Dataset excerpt

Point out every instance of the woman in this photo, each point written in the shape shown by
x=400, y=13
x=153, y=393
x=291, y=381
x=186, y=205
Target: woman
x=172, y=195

§ **What is expected**
Rewrite the data above, changing every "woman" to "person" and leaving the rest as it is.

§ **Response to the exercise**
Point out every instance of the person in this photo, each point written in the shape shown by
x=400, y=13
x=153, y=393
x=291, y=381
x=186, y=205
Target: person
x=172, y=195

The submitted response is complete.